--- Data excerpts ---
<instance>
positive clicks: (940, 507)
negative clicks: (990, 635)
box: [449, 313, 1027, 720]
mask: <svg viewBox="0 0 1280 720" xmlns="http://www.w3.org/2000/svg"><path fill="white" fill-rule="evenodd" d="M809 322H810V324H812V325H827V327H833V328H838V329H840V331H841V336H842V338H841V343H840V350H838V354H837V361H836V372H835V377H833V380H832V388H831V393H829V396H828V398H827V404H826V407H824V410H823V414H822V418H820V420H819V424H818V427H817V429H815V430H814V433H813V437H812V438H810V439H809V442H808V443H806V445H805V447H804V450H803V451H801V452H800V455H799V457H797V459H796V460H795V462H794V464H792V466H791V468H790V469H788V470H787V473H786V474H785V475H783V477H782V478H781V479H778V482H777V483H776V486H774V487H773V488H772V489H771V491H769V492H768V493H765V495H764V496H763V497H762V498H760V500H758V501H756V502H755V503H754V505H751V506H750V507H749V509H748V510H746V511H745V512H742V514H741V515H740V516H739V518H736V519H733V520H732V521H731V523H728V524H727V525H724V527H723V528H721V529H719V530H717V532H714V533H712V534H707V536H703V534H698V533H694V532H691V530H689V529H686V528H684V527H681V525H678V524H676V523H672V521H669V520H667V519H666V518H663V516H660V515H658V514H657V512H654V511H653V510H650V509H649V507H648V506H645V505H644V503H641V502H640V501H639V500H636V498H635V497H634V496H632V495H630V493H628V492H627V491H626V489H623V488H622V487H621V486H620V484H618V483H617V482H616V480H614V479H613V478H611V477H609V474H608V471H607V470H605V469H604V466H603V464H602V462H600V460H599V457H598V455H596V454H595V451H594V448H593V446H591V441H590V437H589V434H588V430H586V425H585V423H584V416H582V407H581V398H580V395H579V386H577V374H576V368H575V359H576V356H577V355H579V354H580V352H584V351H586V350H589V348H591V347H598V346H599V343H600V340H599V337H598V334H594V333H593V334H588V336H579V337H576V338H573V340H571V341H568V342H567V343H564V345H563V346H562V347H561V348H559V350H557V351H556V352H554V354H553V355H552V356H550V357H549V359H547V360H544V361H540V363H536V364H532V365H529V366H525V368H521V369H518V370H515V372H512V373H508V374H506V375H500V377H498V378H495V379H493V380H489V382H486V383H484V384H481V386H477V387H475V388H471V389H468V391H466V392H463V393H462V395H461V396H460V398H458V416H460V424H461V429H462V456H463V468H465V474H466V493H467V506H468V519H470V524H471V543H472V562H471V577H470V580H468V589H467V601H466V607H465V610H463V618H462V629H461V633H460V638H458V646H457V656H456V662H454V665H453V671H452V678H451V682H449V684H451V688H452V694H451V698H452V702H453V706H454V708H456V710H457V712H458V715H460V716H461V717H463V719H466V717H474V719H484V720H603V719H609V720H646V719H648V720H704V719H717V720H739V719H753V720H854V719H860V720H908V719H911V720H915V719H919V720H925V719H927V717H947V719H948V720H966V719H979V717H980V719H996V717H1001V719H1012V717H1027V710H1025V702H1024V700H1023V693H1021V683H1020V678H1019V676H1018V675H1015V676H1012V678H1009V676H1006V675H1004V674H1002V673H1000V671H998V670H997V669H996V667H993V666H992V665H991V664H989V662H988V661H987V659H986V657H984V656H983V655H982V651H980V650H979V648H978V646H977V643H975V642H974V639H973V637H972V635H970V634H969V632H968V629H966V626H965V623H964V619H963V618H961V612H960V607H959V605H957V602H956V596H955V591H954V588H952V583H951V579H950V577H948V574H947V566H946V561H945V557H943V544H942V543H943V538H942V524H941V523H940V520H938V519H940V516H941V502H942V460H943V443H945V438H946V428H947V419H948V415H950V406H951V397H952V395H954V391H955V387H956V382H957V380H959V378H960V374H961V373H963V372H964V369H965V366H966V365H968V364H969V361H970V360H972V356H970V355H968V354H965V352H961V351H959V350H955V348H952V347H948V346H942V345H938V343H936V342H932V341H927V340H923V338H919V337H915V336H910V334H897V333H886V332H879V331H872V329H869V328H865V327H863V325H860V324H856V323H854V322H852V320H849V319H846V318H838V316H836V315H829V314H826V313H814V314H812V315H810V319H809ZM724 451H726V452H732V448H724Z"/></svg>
---
### [Problem statement]
Every record, word for word, must be returned.

### [Response to this exercise]
<instance>
positive clicks: (940, 507)
negative clicks: (990, 635)
box: [449, 313, 1027, 720]
mask: <svg viewBox="0 0 1280 720" xmlns="http://www.w3.org/2000/svg"><path fill="white" fill-rule="evenodd" d="M809 322H810V324H812V325H827V327H833V328H838V329H840V331H841V336H842V338H841V343H840V350H838V354H837V361H836V372H835V377H833V380H832V388H831V393H829V396H828V398H827V404H826V407H824V410H823V414H822V418H820V420H819V424H818V427H817V429H815V430H814V433H813V437H812V438H810V439H809V442H808V443H806V445H805V447H804V450H803V451H801V452H800V455H799V457H797V459H796V460H795V462H794V464H792V466H791V468H790V469H788V470H787V473H786V474H785V475H783V477H782V478H781V479H778V482H777V483H776V486H774V487H773V488H772V489H771V491H769V492H768V493H765V495H764V496H763V497H762V498H760V500H758V501H756V502H755V503H754V505H751V506H750V507H749V509H748V510H746V511H745V512H742V514H741V515H740V516H739V518H736V519H733V520H732V521H731V523H728V524H727V525H724V527H723V528H721V529H719V530H717V532H714V533H712V534H707V536H703V534H698V533H694V532H691V530H689V529H686V528H684V527H681V525H678V524H676V523H672V521H669V520H667V519H666V518H663V516H660V515H658V514H657V512H654V511H653V510H650V509H649V507H648V506H645V505H644V503H641V502H640V501H639V500H636V498H635V497H634V496H632V495H630V493H628V492H627V491H626V489H623V488H622V487H621V486H620V484H618V483H617V482H616V480H614V479H613V478H611V477H609V474H608V471H607V470H605V469H604V466H603V464H602V462H600V460H599V457H598V455H596V454H595V451H594V448H593V446H591V441H590V437H589V434H588V430H586V425H585V423H584V416H582V407H581V398H580V395H579V386H577V374H576V368H575V359H576V356H577V355H579V354H580V352H584V351H586V350H589V348H591V347H598V346H599V343H600V340H599V337H598V334H594V333H593V334H588V336H579V337H576V338H573V340H571V341H568V342H567V343H564V345H563V346H562V347H561V348H559V350H557V351H556V352H554V354H553V355H552V356H550V357H549V359H547V360H544V361H540V363H536V364H532V365H529V366H525V368H521V369H518V370H515V372H512V373H508V374H506V375H500V377H498V378H495V379H493V380H489V382H486V383H484V384H481V386H477V387H475V388H471V389H468V391H466V392H463V393H462V395H461V396H460V398H458V416H460V424H461V429H462V456H463V468H465V474H466V493H467V506H468V519H470V524H471V543H472V562H471V577H470V580H468V589H467V601H466V607H465V610H463V618H462V629H461V633H460V638H458V646H457V656H456V662H454V665H453V671H452V678H451V682H449V684H451V688H452V694H451V698H452V702H453V706H454V708H456V710H457V712H458V715H460V716H461V717H463V719H466V717H474V719H484V720H603V719H609V720H646V719H648V720H704V719H717V720H739V719H753V720H854V719H860V720H908V719H911V720H915V719H919V720H925V719H927V717H947V719H948V720H966V719H979V717H980V719H996V717H1001V719H1012V717H1027V710H1025V702H1024V700H1023V693H1021V683H1020V678H1019V676H1018V675H1015V676H1012V678H1009V676H1006V675H1004V674H1002V673H1000V671H998V670H997V669H996V667H993V666H992V665H991V664H989V662H988V661H987V659H986V657H984V656H983V655H982V651H980V650H979V648H978V646H977V643H975V642H974V639H973V637H972V635H970V634H969V632H968V629H966V626H965V623H964V619H963V618H961V612H960V607H959V605H957V602H956V596H955V591H954V588H952V583H951V579H950V577H948V574H947V566H946V561H945V557H943V544H942V543H943V538H942V524H941V523H940V520H938V519H940V516H941V502H942V460H943V443H945V438H946V428H947V419H948V415H950V406H951V397H952V395H954V391H955V387H956V382H957V380H959V378H960V374H961V373H963V372H964V369H965V366H966V365H968V364H969V361H970V360H972V356H970V355H968V354H965V352H961V351H959V350H955V348H952V347H948V346H942V345H938V343H936V342H932V341H927V340H923V338H919V337H915V336H910V334H897V333H886V332H879V331H872V329H869V328H865V327H863V325H860V324H856V323H854V322H852V320H849V319H846V318H838V316H836V315H829V314H826V313H814V314H812V315H810V319H809ZM724 451H726V452H732V448H724Z"/></svg>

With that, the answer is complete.